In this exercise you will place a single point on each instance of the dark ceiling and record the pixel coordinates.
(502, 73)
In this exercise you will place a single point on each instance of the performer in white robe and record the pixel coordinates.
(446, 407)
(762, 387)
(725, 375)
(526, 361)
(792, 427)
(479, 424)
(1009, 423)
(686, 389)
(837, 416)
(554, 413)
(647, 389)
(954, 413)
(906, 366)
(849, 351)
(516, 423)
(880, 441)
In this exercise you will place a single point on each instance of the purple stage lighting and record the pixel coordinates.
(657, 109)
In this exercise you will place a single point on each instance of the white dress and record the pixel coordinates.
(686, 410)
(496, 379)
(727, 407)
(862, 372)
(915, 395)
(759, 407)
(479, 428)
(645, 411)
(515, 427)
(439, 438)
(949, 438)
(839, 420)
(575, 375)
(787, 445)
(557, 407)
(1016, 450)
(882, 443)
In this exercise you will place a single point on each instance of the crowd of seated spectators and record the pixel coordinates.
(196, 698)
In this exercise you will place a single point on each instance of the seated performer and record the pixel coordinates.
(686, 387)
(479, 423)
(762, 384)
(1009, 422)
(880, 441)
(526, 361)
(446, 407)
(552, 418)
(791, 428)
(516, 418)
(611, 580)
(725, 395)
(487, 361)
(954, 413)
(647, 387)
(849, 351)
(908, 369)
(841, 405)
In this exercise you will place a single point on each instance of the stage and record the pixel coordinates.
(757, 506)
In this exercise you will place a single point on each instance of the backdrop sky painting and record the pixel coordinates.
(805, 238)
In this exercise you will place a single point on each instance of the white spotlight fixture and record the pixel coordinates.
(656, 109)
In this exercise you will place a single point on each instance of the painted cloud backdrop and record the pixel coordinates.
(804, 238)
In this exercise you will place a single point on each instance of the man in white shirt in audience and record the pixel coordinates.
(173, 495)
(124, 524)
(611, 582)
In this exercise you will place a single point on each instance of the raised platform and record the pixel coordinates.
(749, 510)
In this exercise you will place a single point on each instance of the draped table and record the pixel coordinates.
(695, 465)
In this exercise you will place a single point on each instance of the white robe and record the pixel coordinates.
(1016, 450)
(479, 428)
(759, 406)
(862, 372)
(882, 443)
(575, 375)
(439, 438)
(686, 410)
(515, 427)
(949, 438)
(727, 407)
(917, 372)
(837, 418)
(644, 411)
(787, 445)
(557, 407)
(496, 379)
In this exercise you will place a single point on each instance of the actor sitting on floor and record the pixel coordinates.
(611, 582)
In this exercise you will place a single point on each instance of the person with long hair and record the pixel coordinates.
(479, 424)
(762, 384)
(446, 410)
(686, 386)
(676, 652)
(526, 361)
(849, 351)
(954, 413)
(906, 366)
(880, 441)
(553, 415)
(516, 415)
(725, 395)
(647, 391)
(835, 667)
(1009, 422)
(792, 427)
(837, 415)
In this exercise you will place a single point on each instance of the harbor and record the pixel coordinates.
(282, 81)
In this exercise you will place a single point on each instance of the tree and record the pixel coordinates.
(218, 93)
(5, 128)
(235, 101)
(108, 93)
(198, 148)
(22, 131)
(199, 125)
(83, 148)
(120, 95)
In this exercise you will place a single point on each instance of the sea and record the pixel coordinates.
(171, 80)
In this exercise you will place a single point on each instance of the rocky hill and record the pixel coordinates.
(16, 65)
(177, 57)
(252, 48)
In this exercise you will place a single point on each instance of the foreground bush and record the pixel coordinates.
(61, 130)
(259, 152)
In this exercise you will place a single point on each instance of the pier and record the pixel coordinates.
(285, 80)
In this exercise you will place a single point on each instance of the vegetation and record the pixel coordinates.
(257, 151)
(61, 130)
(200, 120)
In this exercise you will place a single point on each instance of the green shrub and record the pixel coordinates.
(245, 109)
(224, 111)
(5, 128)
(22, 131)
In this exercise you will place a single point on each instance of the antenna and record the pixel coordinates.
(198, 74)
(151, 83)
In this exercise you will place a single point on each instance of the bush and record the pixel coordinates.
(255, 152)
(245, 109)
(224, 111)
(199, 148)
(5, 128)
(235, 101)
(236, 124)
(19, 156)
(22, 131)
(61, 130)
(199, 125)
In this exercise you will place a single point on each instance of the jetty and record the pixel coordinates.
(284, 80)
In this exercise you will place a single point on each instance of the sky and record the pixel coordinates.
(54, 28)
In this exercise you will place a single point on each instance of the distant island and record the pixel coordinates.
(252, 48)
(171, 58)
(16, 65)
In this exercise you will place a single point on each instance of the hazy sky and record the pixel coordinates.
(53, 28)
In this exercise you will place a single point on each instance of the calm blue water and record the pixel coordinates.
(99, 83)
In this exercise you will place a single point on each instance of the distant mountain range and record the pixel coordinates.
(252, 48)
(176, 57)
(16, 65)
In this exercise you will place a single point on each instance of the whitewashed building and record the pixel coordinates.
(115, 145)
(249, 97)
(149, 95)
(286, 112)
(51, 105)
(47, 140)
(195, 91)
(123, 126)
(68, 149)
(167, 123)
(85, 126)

══════

WHAT YOU NEED TO DO
Retype the records, line for line.

ANSWER AREA
In this exercise you will place a single point on each instance of the dark ceiling and record the pixel coordinates.
(502, 73)
In this exercise you will place a single point on each instance of the performer in white robe and record the pixel coordinates.
(446, 407)
(762, 387)
(725, 375)
(526, 361)
(792, 427)
(479, 424)
(1009, 423)
(686, 389)
(837, 416)
(554, 413)
(647, 389)
(954, 413)
(906, 366)
(849, 351)
(516, 423)
(880, 441)
In this exercise you will place a single point on each instance of the purple stage lighting and record the pixel coordinates.
(657, 109)
In this exercise you will place a single point on each instance of the white dress and record the pixel coordinates.
(686, 410)
(496, 379)
(727, 407)
(862, 372)
(915, 395)
(759, 407)
(479, 428)
(645, 411)
(515, 427)
(439, 438)
(949, 438)
(839, 420)
(575, 375)
(787, 445)
(557, 407)
(1016, 450)
(882, 443)
In this exercise you will place a single point on each instance of the crowd of seated spectators and record the pixel coordinates.
(196, 698)
In this exercise you will place a single point on each instance of the seated performer and record the pixel coordinates.
(686, 387)
(479, 423)
(762, 384)
(1009, 422)
(880, 441)
(526, 361)
(446, 407)
(552, 418)
(791, 428)
(516, 418)
(611, 580)
(725, 395)
(487, 361)
(954, 413)
(647, 387)
(849, 351)
(908, 369)
(841, 405)
In this exercise you will place a single point on each instance of the stage and record the pixel coordinates.
(757, 506)
In this exercise you will place a single point on each instance of the backdrop sky painting and record the pixel coordinates.
(805, 238)
In this exercise you will place a single point on each instance of the white spotlight fixture and record the pixel coordinates.
(656, 109)
In this exercise you will place a single point on each instance of the painted cloud backdrop and record the pixel coordinates.
(804, 238)
In this exercise you will place a single point on each instance of the man in white shirt in audience and record the pixel coordinates.
(173, 495)
(124, 524)
(611, 582)
In this exercise you will place a single point on each instance of the raised platform and record the pixel coordinates.
(749, 510)
In this exercise you will place a single point on each instance of the draped table and record the pixel coordinates.
(695, 465)
In this exercise you will place a single point on each instance of the white robe and record the pixel coordinates.
(1016, 450)
(479, 428)
(759, 406)
(862, 372)
(882, 443)
(575, 375)
(439, 438)
(686, 410)
(515, 427)
(949, 438)
(727, 407)
(917, 372)
(837, 418)
(644, 411)
(787, 445)
(557, 407)
(496, 379)
In this exercise you will place a single point on each instance of the actor sitting on floor and record the pixel coordinates.
(611, 582)
In this exercise you will place a single point on each instance of the person with long hair and record the pixel coordinates.
(479, 424)
(762, 384)
(446, 410)
(686, 386)
(676, 652)
(526, 361)
(849, 351)
(954, 413)
(906, 366)
(880, 441)
(553, 415)
(516, 415)
(725, 395)
(647, 391)
(835, 667)
(1009, 422)
(792, 427)
(837, 415)
In this exercise you will place a single point on each instance of the harbor and record the pixel coordinates.
(282, 81)
In this exercise you will place a single point on each instance of the tree and record the pixel coordinates.
(218, 93)
(5, 128)
(235, 101)
(108, 93)
(198, 148)
(22, 131)
(199, 125)
(83, 148)
(120, 95)
In this exercise you will place a single point on each instance of the sea and record the pixel coordinates.
(171, 80)
In this exercise you will place a single point on each instance of the rocky hill and record the pixel coordinates.
(16, 65)
(177, 57)
(252, 48)
In this exercise you will place a single point on each instance of the foreground bush and record the pixel coordinates.
(61, 130)
(259, 152)
In this exercise you will place a single point on each instance of the pier and record the pixel coordinates.
(285, 80)
In this exercise you will place a single point on each instance of the vegetation and record the pixel coordinates.
(257, 151)
(61, 130)
(200, 120)
In this exercise you will place a single point on each instance of the green shrub and record the pixel coordinates.
(245, 109)
(224, 111)
(5, 128)
(22, 131)
In this exercise you will place a single point on each instance of the antenna and record the pixel coordinates.
(198, 74)
(151, 83)
In this exercise you will place a single point on each instance of the bush and record the pixel coordinates.
(255, 152)
(245, 109)
(224, 111)
(199, 148)
(5, 128)
(235, 101)
(236, 124)
(19, 156)
(22, 131)
(61, 130)
(199, 125)
In this exercise you will place a single point on each instance of the jetty and record the pixel coordinates.
(284, 80)
In this exercise you will place a single point on each instance of the sky and record the pixel coordinates.
(54, 28)
In this exercise you will place a single point on each instance of the distant island and record the pixel coordinates.
(252, 48)
(171, 58)
(16, 65)
In this exercise you will place a single point on each instance of the hazy sky and record the pixel coordinates.
(53, 28)
In this exercise you will place a single point on each instance of the calm blue water and record the pixel coordinates.
(99, 83)
In this exercise you will place a single point on each instance of the distant mountain range and record the pixel coordinates.
(252, 48)
(176, 57)
(16, 65)
In this exercise you will place a single point on each instance of the whitewashed building and record the pixel coordinates.
(115, 145)
(249, 97)
(149, 95)
(286, 112)
(51, 105)
(47, 140)
(195, 91)
(123, 126)
(68, 149)
(167, 123)
(85, 126)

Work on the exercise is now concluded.